• Task statement: Can you output the records below exactly as they are written?

● ● ● ● ●

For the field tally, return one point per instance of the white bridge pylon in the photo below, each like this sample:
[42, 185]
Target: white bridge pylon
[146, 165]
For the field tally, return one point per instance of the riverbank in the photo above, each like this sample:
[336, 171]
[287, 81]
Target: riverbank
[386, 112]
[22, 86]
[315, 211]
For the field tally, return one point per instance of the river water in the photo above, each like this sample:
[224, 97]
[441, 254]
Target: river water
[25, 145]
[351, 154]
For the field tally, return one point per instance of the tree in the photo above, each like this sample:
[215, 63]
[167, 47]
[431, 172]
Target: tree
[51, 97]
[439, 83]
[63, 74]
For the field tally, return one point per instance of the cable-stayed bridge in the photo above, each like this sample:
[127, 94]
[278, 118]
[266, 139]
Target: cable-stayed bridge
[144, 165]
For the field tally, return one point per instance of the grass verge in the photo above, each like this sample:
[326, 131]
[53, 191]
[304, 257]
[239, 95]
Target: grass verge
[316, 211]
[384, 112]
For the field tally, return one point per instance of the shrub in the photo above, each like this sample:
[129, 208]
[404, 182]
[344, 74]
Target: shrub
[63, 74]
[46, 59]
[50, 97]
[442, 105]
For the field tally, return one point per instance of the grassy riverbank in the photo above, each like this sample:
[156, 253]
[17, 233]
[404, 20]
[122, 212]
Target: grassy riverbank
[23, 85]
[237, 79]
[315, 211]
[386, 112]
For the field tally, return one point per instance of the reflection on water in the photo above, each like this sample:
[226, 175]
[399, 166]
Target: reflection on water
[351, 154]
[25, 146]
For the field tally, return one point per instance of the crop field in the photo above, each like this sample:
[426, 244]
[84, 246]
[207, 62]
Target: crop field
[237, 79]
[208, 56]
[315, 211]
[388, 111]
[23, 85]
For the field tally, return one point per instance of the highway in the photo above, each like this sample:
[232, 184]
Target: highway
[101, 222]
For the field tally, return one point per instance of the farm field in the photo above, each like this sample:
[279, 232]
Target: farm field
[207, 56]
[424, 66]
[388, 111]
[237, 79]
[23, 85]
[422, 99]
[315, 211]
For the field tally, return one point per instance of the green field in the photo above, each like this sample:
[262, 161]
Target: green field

● ● ● ● ●

• Response for this exercise:
For the field tally, return one point per instance of the white bridge pylon in the photo below, each like this sample:
[42, 185]
Target: white bridge pylon
[146, 165]
For the field tally, return one point per instance of the riverbank in the photo above, each like this sample:
[336, 171]
[287, 81]
Target: riverbank
[386, 112]
[22, 86]
[315, 211]
For the field tally, return one point per instance of the river water in the photo above, each like this sample:
[224, 97]
[441, 254]
Target: river water
[25, 145]
[351, 154]
For the field tally, return one point per instance of the tree in the photo above, each like this sample:
[215, 63]
[167, 47]
[431, 172]
Target: tree
[51, 97]
[439, 83]
[63, 74]
For the field tally, return one point per instance of the cable-stayed bridge in the photo above, each like this sample:
[127, 94]
[278, 118]
[266, 139]
Target: cable-stayed bridge
[144, 165]
For the field tally, return one point per instance of the grass verge in the photo above, each like this sample:
[326, 131]
[53, 191]
[304, 257]
[239, 95]
Target: grass verge
[316, 211]
[384, 112]
For the field tally, return one point per instance of the shrub in the photo above, each like this sample:
[129, 208]
[404, 182]
[344, 74]
Target: shrub
[63, 74]
[46, 59]
[50, 97]
[442, 105]
For the field tally, return one point per instance of the grassy riverbank in the photo above, each like this sample:
[156, 253]
[17, 233]
[404, 20]
[122, 212]
Target: grassy riverbank
[23, 85]
[237, 79]
[315, 211]
[386, 112]
For the field tally, return one point per instance of the reflection on water in the photo above, each like this sample:
[226, 175]
[399, 166]
Target: reflection on water
[351, 154]
[25, 146]
For the field tally, return one point per instance of the crop field in the photo above, each like this sample:
[426, 244]
[84, 246]
[207, 62]
Target: crop field
[237, 79]
[208, 56]
[315, 211]
[388, 111]
[23, 85]
For the field tally, return one point per instance of the highway in the photo above, each like this sample:
[232, 184]
Target: highway
[101, 222]
For the field tally, return one point per instance of the farm field in the photo above, each like this sample:
[279, 232]
Target: farm field
[207, 56]
[424, 66]
[388, 111]
[237, 79]
[23, 85]
[422, 99]
[315, 211]
For the field tally, return one point per instance of the green field in the photo above, each like this sample:
[262, 161]
Target: green field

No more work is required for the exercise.